[Recorded data]
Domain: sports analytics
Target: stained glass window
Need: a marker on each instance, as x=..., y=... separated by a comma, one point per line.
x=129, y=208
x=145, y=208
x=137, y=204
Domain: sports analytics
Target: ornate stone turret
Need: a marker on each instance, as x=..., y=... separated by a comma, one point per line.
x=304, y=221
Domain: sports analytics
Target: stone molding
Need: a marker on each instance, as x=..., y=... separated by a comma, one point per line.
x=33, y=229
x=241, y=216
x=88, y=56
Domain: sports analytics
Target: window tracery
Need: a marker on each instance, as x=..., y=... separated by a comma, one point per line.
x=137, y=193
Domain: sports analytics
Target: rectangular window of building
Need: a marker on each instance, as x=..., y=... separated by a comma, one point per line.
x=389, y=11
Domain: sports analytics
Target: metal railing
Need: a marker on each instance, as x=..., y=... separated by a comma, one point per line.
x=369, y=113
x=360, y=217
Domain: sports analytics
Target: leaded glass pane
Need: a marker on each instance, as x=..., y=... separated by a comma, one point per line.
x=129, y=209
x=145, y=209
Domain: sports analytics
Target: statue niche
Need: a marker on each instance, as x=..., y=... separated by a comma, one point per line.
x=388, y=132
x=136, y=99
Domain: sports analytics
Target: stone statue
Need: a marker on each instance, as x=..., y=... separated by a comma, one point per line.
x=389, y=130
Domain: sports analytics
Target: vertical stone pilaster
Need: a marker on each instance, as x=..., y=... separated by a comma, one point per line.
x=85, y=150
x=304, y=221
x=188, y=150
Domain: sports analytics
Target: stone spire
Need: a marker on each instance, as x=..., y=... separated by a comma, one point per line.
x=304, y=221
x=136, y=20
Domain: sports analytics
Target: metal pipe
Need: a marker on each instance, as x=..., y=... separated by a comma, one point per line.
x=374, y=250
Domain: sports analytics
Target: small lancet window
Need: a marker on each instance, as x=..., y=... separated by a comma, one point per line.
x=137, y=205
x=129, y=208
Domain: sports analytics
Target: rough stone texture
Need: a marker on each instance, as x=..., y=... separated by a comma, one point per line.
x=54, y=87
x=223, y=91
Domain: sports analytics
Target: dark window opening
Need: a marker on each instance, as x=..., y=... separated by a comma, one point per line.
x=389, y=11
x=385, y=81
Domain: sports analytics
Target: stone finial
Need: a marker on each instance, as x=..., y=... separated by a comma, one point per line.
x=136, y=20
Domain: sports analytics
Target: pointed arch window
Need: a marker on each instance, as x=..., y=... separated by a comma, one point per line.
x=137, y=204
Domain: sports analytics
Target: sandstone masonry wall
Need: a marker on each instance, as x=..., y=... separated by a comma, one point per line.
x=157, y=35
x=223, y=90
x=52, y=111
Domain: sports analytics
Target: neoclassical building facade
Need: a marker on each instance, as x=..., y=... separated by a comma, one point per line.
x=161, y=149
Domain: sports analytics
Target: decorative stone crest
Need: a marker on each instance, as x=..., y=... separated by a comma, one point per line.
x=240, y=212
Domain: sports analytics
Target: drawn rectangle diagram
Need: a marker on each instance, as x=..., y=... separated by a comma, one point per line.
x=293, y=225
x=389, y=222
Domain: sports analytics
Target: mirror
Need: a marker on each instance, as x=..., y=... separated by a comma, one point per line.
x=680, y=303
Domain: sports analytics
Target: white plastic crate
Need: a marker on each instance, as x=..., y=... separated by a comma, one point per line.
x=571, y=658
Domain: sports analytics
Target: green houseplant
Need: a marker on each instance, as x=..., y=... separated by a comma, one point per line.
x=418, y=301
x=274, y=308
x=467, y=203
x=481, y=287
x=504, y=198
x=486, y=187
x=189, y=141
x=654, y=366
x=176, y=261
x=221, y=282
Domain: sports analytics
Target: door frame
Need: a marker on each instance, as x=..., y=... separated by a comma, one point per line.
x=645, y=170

## Instructions for the task
Copy the lines from the first one through the line containing "x=223, y=91", changing "stone" to "granite" and leaving everything else intact.

## Output for this task
Domain: sports analytics
Target: stained glass window
Need: a marker on each instance, as x=..., y=... separated by a comma, one point per line.
x=129, y=208
x=145, y=208
x=137, y=204
Domain: sports analytics
Target: ornate granite turret
Need: a marker on each instance, as x=..., y=... separated by a comma, one point per line.
x=304, y=221
Domain: sports analytics
Target: granite molding
Need: a marker on each instance, as x=..., y=... separated by a comma, one point per line.
x=33, y=229
x=241, y=216
x=88, y=56
Domain: sports analytics
Target: window tracery
Need: a marker on each instance, as x=..., y=... separated by a comma, one point per line.
x=137, y=193
Domain: sports analytics
Target: rectangular window of building
Need: a marker on each instance, as x=..., y=... separated by a comma, one point per line.
x=389, y=11
Domain: sports analytics
Target: metal railing
Need: a marker on each instance, as x=..., y=... separated by a comma, one point per line.
x=369, y=113
x=360, y=217
Domain: sports analytics
Target: leaded glass pane
Need: a marker on each instance, as x=..., y=... separated by a comma, one point per line.
x=129, y=209
x=145, y=209
Domain: sports analytics
Target: statue niche
Need: a marker on each instance, as x=..., y=... separated by a comma, one point per line.
x=388, y=132
x=136, y=99
Domain: sports analytics
Target: granite statue
Need: a marker on each instance, as x=..., y=... separated by a comma, one point per line.
x=389, y=130
Domain: sports analytics
Target: vertical granite pilaster
Need: a marker on each instance, as x=..., y=... separated by a comma, one point per line.
x=85, y=150
x=304, y=221
x=188, y=150
Domain: sports analytics
Target: granite spire
Need: a marker on each instance, as x=..., y=... separated by a comma, one point per line.
x=304, y=221
x=136, y=20
Domain: sports analytics
Target: metal pipe
Need: a marker on each instance, as x=..., y=... separated by a comma, one point per line.
x=374, y=250
Domain: sports analytics
Target: small lancet window
Need: a marker on each instance, as x=..., y=... separated by a comma, one point per line.
x=137, y=205
x=129, y=208
Domain: sports analytics
Target: rough granite texture
Need: a marker on each instance, as x=..., y=... separated by a comma, one point per line.
x=54, y=87
x=223, y=91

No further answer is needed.